Report the number of lines in the rows below that contain the word "narrow", giving only that number.

──────────────────────────────

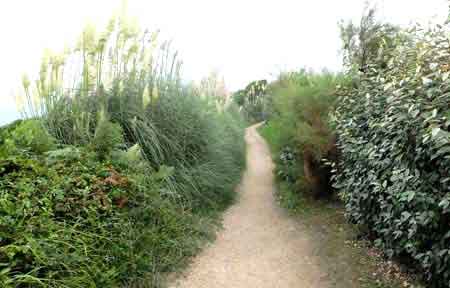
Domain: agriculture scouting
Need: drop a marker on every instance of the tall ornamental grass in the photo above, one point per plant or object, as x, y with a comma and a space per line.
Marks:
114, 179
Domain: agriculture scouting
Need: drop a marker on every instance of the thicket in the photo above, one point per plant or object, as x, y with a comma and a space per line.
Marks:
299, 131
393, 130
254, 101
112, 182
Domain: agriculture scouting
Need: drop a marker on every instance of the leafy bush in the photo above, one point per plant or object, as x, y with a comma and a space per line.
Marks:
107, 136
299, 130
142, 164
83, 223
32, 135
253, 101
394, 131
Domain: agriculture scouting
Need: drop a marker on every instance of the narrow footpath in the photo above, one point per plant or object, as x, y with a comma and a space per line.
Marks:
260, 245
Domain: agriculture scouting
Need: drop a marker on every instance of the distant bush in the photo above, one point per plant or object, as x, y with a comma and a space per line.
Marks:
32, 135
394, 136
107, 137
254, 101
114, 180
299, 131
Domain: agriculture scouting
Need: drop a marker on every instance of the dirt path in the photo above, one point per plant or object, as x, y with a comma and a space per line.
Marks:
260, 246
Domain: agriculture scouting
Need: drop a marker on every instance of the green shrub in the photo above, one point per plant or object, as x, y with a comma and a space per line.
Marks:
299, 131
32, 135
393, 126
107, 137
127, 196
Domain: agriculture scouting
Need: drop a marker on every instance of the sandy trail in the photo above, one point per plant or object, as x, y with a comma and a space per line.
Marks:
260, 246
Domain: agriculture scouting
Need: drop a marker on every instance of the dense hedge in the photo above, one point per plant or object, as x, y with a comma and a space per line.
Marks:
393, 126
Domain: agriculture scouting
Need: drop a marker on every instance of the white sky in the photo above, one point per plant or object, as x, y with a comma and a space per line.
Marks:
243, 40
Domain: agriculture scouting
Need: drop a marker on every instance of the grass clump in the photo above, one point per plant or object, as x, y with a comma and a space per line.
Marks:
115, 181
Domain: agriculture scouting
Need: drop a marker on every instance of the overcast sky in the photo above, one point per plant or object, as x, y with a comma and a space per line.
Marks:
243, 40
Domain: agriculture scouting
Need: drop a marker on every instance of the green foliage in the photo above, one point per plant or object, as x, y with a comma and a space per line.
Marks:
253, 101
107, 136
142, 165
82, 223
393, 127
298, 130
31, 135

──────────────────────────────

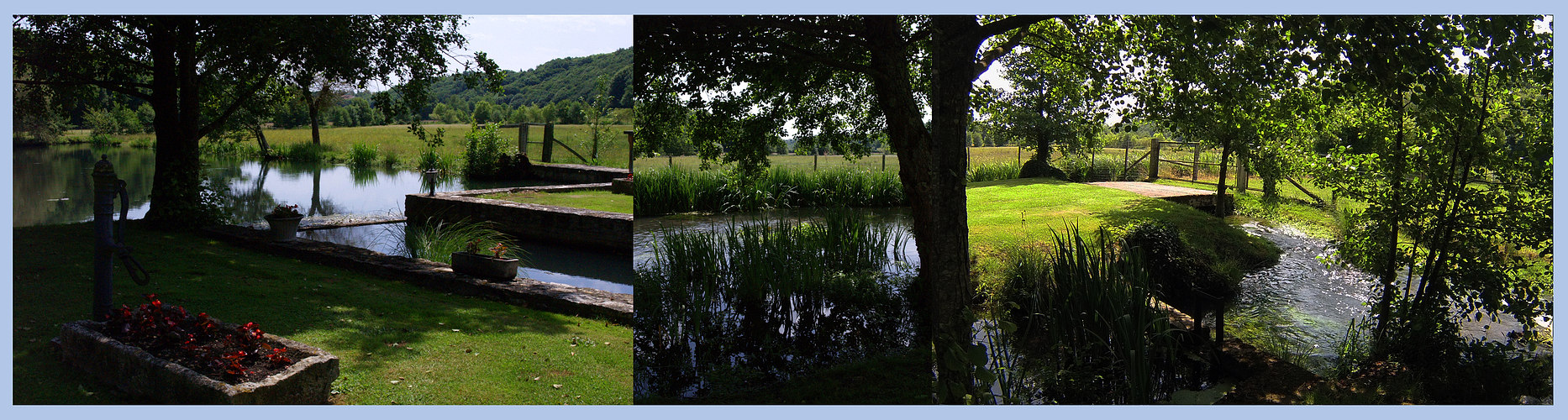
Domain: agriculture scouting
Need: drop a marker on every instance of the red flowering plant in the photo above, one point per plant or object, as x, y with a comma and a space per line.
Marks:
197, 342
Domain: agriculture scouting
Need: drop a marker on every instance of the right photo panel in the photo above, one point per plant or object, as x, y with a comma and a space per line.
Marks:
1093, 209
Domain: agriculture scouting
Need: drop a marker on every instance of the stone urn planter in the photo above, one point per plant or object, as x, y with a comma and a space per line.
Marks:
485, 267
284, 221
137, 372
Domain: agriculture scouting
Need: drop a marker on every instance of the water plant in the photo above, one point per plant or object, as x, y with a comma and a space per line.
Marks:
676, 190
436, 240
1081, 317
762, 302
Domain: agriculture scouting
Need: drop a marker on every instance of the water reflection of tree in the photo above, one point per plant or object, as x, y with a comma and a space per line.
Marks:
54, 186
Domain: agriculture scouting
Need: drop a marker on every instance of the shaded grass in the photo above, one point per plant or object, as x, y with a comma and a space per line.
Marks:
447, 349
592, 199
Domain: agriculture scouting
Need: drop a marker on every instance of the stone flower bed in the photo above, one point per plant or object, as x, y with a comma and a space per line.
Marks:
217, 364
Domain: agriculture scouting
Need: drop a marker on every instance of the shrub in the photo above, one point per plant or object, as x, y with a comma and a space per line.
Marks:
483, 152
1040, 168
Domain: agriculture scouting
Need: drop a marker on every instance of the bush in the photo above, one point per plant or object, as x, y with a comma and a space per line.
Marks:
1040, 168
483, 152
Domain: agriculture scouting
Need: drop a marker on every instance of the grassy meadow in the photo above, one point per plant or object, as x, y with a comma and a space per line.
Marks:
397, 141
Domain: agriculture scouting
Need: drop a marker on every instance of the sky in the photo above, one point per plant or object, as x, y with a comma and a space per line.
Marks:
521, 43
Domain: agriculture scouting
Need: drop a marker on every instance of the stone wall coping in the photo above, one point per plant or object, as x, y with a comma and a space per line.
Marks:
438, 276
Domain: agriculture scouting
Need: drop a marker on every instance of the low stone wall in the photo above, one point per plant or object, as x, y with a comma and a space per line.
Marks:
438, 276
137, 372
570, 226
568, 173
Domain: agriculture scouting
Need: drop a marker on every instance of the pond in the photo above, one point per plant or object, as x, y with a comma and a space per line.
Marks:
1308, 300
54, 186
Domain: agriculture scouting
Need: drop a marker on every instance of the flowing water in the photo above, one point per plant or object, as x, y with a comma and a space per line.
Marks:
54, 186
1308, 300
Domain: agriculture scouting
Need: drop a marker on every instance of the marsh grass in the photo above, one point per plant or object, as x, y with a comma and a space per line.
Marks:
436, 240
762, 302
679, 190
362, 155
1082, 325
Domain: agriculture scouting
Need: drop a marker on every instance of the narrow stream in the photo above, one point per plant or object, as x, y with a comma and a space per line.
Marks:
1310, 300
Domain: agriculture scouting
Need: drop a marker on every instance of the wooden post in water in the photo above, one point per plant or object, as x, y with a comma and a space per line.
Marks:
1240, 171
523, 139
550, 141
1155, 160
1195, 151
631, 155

──────────────────────────────

**The response:** 2